▶ [TASK ITEM]: Please write out the records exactly.
○ ○ ○ ○ ○ ○ ○
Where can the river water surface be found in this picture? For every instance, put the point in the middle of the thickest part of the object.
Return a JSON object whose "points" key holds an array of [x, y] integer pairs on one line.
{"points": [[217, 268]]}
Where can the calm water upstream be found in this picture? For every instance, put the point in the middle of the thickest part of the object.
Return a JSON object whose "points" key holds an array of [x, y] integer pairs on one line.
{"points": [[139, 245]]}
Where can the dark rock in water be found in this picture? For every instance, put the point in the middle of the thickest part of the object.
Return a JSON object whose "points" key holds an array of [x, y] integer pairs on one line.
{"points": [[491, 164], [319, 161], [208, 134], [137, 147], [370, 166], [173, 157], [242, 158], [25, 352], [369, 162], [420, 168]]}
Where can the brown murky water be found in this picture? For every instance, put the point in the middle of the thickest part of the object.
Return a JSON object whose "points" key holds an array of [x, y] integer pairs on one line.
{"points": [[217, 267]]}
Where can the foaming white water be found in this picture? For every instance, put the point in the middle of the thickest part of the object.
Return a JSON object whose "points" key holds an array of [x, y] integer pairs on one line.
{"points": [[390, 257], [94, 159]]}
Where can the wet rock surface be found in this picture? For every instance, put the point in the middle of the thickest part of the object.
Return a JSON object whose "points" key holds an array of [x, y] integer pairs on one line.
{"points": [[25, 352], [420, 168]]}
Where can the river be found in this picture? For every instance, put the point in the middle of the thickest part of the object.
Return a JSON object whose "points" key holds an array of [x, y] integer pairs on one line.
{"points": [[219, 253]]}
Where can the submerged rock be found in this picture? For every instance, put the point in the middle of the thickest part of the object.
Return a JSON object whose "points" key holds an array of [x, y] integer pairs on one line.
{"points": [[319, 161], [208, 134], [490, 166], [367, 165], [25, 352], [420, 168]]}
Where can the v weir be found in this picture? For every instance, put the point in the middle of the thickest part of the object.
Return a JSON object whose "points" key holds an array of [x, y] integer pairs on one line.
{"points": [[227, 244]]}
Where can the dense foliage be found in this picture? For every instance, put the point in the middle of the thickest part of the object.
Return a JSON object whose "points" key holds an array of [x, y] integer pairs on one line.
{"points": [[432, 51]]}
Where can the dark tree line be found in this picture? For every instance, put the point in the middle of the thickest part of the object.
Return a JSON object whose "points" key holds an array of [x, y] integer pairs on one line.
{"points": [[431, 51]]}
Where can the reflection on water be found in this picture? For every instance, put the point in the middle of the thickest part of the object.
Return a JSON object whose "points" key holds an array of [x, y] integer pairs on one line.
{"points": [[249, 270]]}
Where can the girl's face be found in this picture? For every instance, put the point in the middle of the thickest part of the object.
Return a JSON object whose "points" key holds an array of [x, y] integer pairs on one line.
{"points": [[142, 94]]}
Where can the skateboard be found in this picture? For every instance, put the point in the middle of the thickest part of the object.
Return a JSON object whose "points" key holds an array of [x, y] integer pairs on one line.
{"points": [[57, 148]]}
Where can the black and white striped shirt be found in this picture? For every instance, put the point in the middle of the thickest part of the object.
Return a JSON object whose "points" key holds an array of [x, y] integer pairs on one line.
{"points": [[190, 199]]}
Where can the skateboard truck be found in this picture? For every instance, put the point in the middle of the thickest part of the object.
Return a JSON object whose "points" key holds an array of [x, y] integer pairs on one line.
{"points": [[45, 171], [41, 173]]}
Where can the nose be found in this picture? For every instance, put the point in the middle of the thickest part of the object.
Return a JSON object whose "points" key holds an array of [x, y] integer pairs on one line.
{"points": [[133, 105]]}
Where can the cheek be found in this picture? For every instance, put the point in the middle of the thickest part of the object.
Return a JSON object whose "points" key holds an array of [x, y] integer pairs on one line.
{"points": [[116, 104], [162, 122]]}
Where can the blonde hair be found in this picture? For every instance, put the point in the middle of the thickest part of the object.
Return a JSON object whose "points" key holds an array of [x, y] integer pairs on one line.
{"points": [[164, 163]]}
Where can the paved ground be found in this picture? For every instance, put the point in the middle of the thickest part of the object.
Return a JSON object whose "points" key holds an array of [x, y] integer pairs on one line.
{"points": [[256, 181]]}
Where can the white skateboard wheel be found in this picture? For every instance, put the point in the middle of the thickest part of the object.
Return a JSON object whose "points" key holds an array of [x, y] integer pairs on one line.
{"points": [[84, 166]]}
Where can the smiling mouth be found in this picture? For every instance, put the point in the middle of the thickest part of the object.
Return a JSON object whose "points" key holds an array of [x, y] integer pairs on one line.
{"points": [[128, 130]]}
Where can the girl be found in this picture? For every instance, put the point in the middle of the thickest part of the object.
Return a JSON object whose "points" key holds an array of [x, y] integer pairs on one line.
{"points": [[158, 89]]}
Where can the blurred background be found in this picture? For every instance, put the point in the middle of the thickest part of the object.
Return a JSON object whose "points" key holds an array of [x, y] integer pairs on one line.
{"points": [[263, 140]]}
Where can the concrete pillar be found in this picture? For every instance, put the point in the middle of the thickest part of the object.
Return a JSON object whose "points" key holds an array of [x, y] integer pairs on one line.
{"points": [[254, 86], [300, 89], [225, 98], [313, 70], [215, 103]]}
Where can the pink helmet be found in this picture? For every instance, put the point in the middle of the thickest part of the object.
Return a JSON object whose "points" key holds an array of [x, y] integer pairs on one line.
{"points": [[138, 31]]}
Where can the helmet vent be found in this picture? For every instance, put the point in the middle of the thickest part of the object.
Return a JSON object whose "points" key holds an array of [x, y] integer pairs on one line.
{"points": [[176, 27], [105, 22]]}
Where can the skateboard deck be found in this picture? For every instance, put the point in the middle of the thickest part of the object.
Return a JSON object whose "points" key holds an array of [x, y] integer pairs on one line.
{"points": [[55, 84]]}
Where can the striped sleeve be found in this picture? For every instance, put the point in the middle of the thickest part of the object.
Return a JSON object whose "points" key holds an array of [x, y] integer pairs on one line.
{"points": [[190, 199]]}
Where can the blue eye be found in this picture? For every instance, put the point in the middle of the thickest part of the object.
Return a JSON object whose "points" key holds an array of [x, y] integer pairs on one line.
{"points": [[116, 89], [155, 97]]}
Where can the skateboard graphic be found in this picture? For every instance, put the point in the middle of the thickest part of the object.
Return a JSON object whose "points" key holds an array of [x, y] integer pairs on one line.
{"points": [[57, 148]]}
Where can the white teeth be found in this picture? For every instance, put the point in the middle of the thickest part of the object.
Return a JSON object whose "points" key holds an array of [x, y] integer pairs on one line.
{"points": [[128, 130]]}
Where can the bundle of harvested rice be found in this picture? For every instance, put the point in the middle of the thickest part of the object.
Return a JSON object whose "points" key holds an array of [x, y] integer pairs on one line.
○ ○ ○ ○ ○ ○ ○
▶ [OUTPUT FOR THIS EXERCISE]:
Where can the river water surface be found in this picture? For every instance, put the point in the middle of the thickest part of the object.
Return a JSON object whose "points" key holds an array of [x, y] integer pairs on one line.
{"points": [[217, 268]]}
Where can the calm water upstream be found in this picture? For every instance, put the point in the middle of the thickest part of the object.
Return a JSON object whose "points" key holds an array of [x, y] integer pairs on one line.
{"points": [[139, 245]]}
Where can the dark rock in water be found in this picture? For every instance, put the point in the middle of the thickest part of the object.
Return a JSON object whose "points" key holds an array of [x, y] integer pairs on one line.
{"points": [[491, 164], [319, 161], [208, 134], [137, 147], [370, 166], [173, 157], [242, 158], [25, 352], [369, 162], [420, 168]]}
Where can the brown murky water be found in this picture? For every instance, put the point in the middle of the thickest part of the object.
Return a JSON object whose "points" key holds an array of [x, y] integer pairs on one line.
{"points": [[217, 267]]}
Where can the foaming white water be found in this picture? For every instance, put the point in the middle of the thickest part of the object.
Return a JSON object whose "points" key holds an array of [x, y] integer pairs on one line.
{"points": [[390, 257], [94, 159]]}
Where can the wet rock surface be found in this picture? For every instance, put the point in the middle of the thickest part of the object.
Return a JSON object whose "points" key holds an array of [x, y] integer pairs on one line.
{"points": [[25, 352], [420, 168]]}
Where can the river be found in this picture? For every instance, put the point in the middle of the thickest part of the object.
Return a JSON object whose "points" key holds an array of [x, y] integer pairs on one line.
{"points": [[219, 253]]}
Where can the submerged rock be found in this picture? For every instance, put the point in the middle of the thickest part of the object.
Return a JSON object whose "points" key holds an array of [x, y] integer pairs on one line.
{"points": [[319, 161], [208, 134], [490, 166], [367, 165], [25, 352], [420, 168]]}
Where can the v weir be found in this picture? For every instance, put the point in the middle of the thickest part of the object.
Return a JSON object whose "points" key holds an array of [x, y] integer pairs on one line.
{"points": [[227, 244]]}
Where can the dense foliage be found in this picture? For every instance, put the point in the middle of the thickest part of the object.
Return a JSON object whose "points" key holds an array of [x, y] integer pairs on one line.
{"points": [[432, 51]]}
Where can the dark tree line be found in this picture? For every instance, put the point in the middle of the thickest part of the object.
Return a JSON object whose "points" key holds an array of [x, y] integer pairs on one line.
{"points": [[431, 51]]}
Where can the reflection on water be found in this picture? For every instance, put the point in the middle of the thickest part of the object.
Return a JSON object whose "points" key holds an array of [x, y] integer pairs on one line.
{"points": [[249, 270]]}
Where can the girl's face be found in this picture? For every instance, put the point in the middle of the thickest part of the object.
Return a JSON object whose "points" key holds an array of [x, y] integer pairs on one line.
{"points": [[142, 94]]}
Where can the skateboard be found in this picture? For every instance, put the point in the middle of the thickest part of the object.
Return a JSON object whose "points" key holds an array of [x, y] integer pairs on one line.
{"points": [[57, 148]]}
Where can the black and white striped shirt be found in this picture? For every instance, put the point in the middle of the thickest part of the object.
Return a JSON object whose "points" key holds an array of [x, y] integer pairs on one line.
{"points": [[190, 199]]}
Where can the skateboard truck be found in this picture? For every instance, put the point in the middle of the thickest part of the object.
Return a JSON object whose "points" key holds an array of [x, y] integer pairs on one line.
{"points": [[45, 171], [41, 173]]}
Where can the nose be found in this picture? For every instance, put the point in the middle of the thickest part of the object.
Return a JSON object whose "points" key holds an array of [x, y] integer pairs on one line.
{"points": [[133, 105]]}
Where can the cheek be found in this picture? For every instance, put the point in the middle of the thickest part of the object.
Return a JSON object whose "points" key holds an array of [x, y] integer pairs on one line.
{"points": [[116, 104], [162, 122]]}
Where can the blonde hair be found in this picture? For every instance, put the point in the middle of the thickest part of the object.
Return a JSON object whose "points" key holds an array of [x, y] integer pairs on one line.
{"points": [[164, 163]]}
Where can the paved ground be found in this picture? For every instance, put the point in the middle of the thickest part of the object.
Return a JSON object whose "points" key holds an array of [x, y] integer pairs on one line.
{"points": [[256, 181]]}
Where can the white skateboard wheel be found in this picture? For every instance, put the point in the middle of the thickest part of the object.
Return a JSON object whose "points" key holds an array of [x, y] integer pairs on one line.
{"points": [[84, 166]]}
Where can the smiling mouth be found in this picture? For every instance, put the point in the middle of the thickest part of the object.
Return a JSON object whose "points" key holds an array of [x, y] integer pairs on one line.
{"points": [[128, 130]]}
Where can the girl be found in this picture? For every instance, put the point in the middle of the thickest part of the object.
Return a JSON object whose "points" key holds an array of [x, y] integer pairs on one line.
{"points": [[158, 89]]}
Where can the blurred background be found in this picture? For every instance, put the point in the middle of the thickest part of the object.
Return a JSON object whose "points" key holds an array of [x, y] integer pairs on one line.
{"points": [[263, 140]]}
Where can the concrete pillar be found in this picture? For every instance, put the point in the middle of the thickest part of the object.
Return a JSON object whose "points" key holds an array of [x, y] integer pairs on one line.
{"points": [[254, 86], [300, 89], [225, 98], [313, 70], [215, 103]]}
Where can the pink helmet be found in this picture? For every instance, put the point in the middle of the thickest part of the object.
Return a JSON object whose "points" key holds an array of [x, y] integer pairs on one line.
{"points": [[138, 31]]}
Where can the helmet vent be found in this picture? For every instance, put the point in the middle of the thickest part of the object.
Return a JSON object whose "points" key holds an array of [x, y] integer pairs on one line.
{"points": [[176, 27], [105, 22]]}
Where can the skateboard deck be found in this picture? For every instance, put the point in the middle of the thickest part of the object.
Return a JSON object whose "points" key holds an array of [x, y] integer pairs on one line.
{"points": [[55, 84]]}
Where can the striped sleeve be found in this picture? For every instance, put the point in the middle of the thickest part of the object.
Return a JSON object whose "points" key holds an array of [x, y] integer pairs on one line.
{"points": [[190, 199]]}
Where can the blue eye be found in this picture? For every instance, put the point in the middle of the thickest part of the object.
Return a JSON object whose "points" key holds an array of [x, y] integer pairs on one line.
{"points": [[116, 89], [155, 97]]}
Where can the skateboard graphic be found in this picture? For every instance, put the point in the middle of the thickest part of the object.
Return a JSON object whose "points" key holds an array of [x, y] integer pairs on one line.
{"points": [[57, 148]]}
Where can the white teeth be found in this picture? For every instance, put the point in the middle of the thickest part of the object.
Return a JSON object whose "points" key holds an array of [x, y] integer pairs on one line.
{"points": [[128, 130]]}
Where can the bundle of harvested rice be found in this picture? For every instance, put the point in the middle of the thickest part of the object.
Return a JSON object whose "points" key holds an array of [x, y] integer pairs on one line.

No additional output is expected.